> [TASK TO COMPLETE] Decide whether each statement below agrees with the review of the Young Frankenstein musical. Answer yes or no for each, and quote the review's deciding words exactly. 1. The Broadway production won a single Tony Award. 2. Cory English also played Igor on Broadway. 3. The show's run in Milwaukee lasted one week.

START PROVIDED TEXT

Combine the same ingredients that worked so brilliantly in The Producers, and you'll get similar results, right? Well, not exactly. Young Frankenstein, the musical based on the hit 1974 Mel Brooks film, doesn't pack the same emotional wallop as its predecessor, The Producers.
The reasons why YF fails to gel aren't immediately apparent. And the Broadway version, which opened in November 2007 and closed in January 2009, doesn't really give many clues. The designers and cast were all top-notch Broadway veterans. So why would this musical attract an incredible range of mixed reviews from "brilliant" to "awful?" And why did it fail to receive even one Tony Award?
Questions aside, the national tour of YFhas broken free from its chains and is wandering across the United States. In Milwaukee's week-long run, Christopher Ryan stars as the movie's Gene Wilder character, a serious American scientist who "joins the family business" when an ancestor back from the grave encourages him to give it a try. Preston Truman Boyd is The Monster, Synthia Link is the coquettish lab assistant, Inga, Joanna Glushak is the indomitable Frau Blucher, and Cory English is the hunchback-like Igor (he played the same role on Broadway). Janine Devita is gratingly divine as the younger Frankenstein's fiancé, Elizabeth, and David Benoit delights as Transylvania's imperious, one-man security force, Inspector Kemp.
The timing for Young Frankenstein's appearance in Milwaukee could not have been more perfect the week after Halloween. The opening number, performed on a dark, rainy night that's interspersed with thunder, lightning and wolf howls, put the audience in a terrific mood to see the creepy events that followed. The large cast gives an impressively brisk and fresh-looking performance. Choreography by Susan Stroman is particularly stunning, and it's clear she had a hand in the special effects as well.
Some of the songs are outright clunkers. But a few are impressively crafted, such as the funny "Roll in the Hay," the deadpan "He Vas My Boyfriend" (sung by Frau Blucher) and the upbeat production number, "Transylvania Mania." The show's highlight is a recreation of Irving Berlin's "Puttin' on the Ritz," which builds and builds to a glorious climax (no, not that kind of climax although Mel Brooks would certainly view it that way). It seems as though every member of this large cast dons top-hat and tails by the time the song ends.
Low-brow humor and sexual sight gags abound perhaps too much. But Mel Brooks stays true to the movie's plot and the type of goofy, cornball and unique humor for which he has become famous.

END PROVIDED TEXT
START ENTRIES SHOWN

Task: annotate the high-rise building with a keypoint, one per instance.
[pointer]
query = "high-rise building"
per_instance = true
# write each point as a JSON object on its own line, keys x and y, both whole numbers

END ENTRIES SHOWN

> [SOLUTION TO THE PROBLEM]
1. No: "why did it fail to receive even one Tony Award?"
2. Yes: "(he played the same role on Broadway)"
3. Yes: "In Milwaukee's week-long run"